▶ PROBLEM DESCRIPTION
Edit the lines between the one holding "FIND: tree line on shore" and the one holding "[114,63,118,68]", inclusive, so that "glass panel" becomes "window pane" and everything else stays unchanged. Give back only those lines.

▶ DATA SECTION
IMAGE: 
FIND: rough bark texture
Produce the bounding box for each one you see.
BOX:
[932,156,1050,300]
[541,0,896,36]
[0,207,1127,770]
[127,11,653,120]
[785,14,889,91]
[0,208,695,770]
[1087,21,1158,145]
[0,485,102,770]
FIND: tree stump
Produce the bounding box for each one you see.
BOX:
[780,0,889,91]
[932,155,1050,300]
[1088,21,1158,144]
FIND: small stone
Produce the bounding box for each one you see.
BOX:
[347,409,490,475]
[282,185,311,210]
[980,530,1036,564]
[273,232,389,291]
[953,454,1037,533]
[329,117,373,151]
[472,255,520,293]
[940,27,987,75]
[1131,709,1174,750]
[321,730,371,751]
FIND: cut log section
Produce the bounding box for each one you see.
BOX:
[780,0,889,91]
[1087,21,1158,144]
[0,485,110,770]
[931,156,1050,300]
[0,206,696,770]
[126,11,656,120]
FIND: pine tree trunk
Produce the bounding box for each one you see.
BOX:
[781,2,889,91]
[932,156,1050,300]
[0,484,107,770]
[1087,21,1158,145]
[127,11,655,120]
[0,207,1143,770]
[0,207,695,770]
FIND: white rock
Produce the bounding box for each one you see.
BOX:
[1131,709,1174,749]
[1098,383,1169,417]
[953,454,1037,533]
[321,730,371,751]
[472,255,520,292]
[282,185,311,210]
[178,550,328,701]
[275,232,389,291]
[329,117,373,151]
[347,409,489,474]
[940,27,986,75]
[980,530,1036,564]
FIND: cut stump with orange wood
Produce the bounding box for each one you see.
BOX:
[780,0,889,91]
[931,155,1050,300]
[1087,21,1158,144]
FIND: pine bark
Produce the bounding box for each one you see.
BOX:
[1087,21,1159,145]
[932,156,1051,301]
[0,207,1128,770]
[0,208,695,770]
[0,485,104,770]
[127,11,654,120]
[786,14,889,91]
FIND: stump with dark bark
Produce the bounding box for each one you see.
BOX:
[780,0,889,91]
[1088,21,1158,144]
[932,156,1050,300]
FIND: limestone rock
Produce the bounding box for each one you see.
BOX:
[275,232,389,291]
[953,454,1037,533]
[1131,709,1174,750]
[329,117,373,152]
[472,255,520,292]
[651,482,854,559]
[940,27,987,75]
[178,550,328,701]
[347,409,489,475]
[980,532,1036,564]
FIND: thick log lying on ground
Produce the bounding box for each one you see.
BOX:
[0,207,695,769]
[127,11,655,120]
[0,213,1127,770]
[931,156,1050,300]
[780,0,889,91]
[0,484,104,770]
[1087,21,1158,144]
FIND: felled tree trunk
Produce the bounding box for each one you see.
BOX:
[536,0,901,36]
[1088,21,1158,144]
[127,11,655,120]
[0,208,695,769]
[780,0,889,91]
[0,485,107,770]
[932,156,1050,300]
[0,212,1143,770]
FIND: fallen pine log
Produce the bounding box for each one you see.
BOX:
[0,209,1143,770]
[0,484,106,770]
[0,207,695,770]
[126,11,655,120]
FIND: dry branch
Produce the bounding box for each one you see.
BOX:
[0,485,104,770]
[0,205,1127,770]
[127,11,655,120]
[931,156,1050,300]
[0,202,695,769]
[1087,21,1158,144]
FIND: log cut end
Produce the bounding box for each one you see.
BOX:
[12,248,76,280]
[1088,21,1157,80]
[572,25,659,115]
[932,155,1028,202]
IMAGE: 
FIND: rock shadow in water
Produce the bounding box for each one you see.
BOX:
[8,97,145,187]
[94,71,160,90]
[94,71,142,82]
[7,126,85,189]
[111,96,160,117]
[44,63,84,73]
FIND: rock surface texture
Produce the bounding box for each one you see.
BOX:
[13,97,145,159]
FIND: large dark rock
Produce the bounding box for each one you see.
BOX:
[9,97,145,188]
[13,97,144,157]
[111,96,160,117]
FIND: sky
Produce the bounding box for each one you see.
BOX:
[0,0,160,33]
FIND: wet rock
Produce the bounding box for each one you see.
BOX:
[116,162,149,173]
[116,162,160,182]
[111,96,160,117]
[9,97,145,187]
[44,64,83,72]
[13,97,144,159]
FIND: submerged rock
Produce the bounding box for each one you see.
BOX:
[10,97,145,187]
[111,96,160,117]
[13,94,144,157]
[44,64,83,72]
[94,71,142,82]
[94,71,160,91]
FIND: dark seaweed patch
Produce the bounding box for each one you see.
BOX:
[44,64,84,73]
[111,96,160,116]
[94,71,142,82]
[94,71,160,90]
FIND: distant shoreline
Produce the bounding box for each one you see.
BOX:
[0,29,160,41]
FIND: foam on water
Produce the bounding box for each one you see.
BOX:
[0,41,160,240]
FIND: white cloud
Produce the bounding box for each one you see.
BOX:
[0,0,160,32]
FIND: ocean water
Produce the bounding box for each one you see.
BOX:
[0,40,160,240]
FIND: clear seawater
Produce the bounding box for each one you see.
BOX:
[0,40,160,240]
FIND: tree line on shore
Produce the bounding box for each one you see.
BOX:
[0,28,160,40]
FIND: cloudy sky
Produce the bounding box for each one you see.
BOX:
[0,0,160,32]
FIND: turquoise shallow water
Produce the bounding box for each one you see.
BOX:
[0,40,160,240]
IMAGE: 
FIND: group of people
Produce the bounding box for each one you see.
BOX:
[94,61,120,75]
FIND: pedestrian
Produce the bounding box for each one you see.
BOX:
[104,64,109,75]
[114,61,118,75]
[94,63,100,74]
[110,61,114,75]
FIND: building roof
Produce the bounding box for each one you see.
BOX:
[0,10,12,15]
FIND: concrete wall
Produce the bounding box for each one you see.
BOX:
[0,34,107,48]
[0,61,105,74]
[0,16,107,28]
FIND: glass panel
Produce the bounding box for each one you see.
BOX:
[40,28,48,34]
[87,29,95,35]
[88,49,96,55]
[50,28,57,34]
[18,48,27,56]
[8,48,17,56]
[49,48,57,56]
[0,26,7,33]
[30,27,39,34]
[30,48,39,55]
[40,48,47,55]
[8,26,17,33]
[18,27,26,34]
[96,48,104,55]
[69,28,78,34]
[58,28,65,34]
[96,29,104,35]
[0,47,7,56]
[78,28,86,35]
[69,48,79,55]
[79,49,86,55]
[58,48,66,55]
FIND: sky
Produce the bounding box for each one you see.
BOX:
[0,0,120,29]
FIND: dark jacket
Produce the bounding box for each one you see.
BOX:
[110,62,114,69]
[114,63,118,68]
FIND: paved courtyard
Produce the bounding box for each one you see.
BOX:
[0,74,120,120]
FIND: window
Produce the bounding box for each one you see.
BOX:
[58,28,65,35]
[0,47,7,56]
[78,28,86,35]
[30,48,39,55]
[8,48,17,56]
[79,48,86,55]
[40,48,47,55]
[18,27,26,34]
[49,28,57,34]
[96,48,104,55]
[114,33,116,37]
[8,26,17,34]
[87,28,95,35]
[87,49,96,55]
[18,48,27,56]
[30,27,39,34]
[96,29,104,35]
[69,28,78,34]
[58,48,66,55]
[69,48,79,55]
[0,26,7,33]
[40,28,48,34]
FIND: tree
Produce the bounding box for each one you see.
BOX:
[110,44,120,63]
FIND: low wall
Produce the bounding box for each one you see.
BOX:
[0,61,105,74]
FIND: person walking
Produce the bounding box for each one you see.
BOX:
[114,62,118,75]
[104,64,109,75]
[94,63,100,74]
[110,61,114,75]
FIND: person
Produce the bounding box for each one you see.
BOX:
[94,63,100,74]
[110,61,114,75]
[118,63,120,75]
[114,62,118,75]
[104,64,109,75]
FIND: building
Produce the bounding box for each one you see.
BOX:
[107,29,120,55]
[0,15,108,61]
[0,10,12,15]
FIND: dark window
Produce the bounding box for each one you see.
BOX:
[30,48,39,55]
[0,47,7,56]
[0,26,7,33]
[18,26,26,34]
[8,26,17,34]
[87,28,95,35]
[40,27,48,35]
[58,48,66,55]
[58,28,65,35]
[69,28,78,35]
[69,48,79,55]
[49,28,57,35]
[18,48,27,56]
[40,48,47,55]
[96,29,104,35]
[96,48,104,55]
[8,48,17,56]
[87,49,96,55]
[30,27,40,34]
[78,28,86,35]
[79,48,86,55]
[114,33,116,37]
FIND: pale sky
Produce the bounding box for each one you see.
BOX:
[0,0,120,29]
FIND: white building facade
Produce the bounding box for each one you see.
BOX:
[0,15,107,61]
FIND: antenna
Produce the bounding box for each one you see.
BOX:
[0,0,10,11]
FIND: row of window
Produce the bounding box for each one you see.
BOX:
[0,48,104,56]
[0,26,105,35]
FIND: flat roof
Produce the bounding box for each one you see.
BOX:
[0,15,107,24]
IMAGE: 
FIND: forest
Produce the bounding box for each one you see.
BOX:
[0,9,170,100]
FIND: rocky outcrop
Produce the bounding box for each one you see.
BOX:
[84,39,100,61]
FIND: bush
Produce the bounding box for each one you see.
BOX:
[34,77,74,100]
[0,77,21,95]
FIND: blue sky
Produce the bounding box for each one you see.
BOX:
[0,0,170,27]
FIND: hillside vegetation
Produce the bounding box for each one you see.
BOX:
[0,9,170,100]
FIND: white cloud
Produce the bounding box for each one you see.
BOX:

▶ SOLUTION
FIND: tree line on shore
Produce the bounding box for each one you see.
BOX:
[0,28,160,40]
FIND: cloudy sky
Produce the bounding box for each one you see.
BOX:
[0,0,160,32]
FIND: turquoise shallow water
Produce the bounding box for each one you see.
BOX:
[0,40,160,240]
IMAGE: 
FIND: group of people
Produce the bounding box for each one you see.
BOX:
[94,61,120,75]
FIND: pedestrian
Produce the bounding box for each one you see.
BOX:
[104,64,109,75]
[114,61,118,75]
[94,63,100,74]
[110,61,114,75]
FIND: building roof
Produce the bounding box for each one you see.
BOX:
[0,10,12,15]
FIND: concrete wall
Produce the bounding box for each one you see.
BOX:
[0,34,107,48]
[0,61,105,74]
[0,16,107,28]
FIND: window pane
Produce the bounding box for each one you see.
BOX:
[40,28,48,34]
[87,29,95,35]
[88,49,96,55]
[50,28,57,34]
[18,48,27,56]
[8,48,17,56]
[49,48,57,56]
[0,26,7,33]
[30,27,39,34]
[30,48,39,55]
[40,48,47,55]
[8,26,17,33]
[18,27,26,34]
[96,48,104,55]
[69,28,78,34]
[58,28,65,34]
[96,29,104,35]
[0,47,7,56]
[78,28,86,35]
[69,48,79,55]
[79,49,86,55]
[58,48,66,55]
FIND: sky
Produce the bounding box for each one you see.
BOX:
[0,0,120,29]
FIND: dark jacket
Produce the bounding box for each one you see.
BOX:
[110,62,114,69]
[114,63,118,68]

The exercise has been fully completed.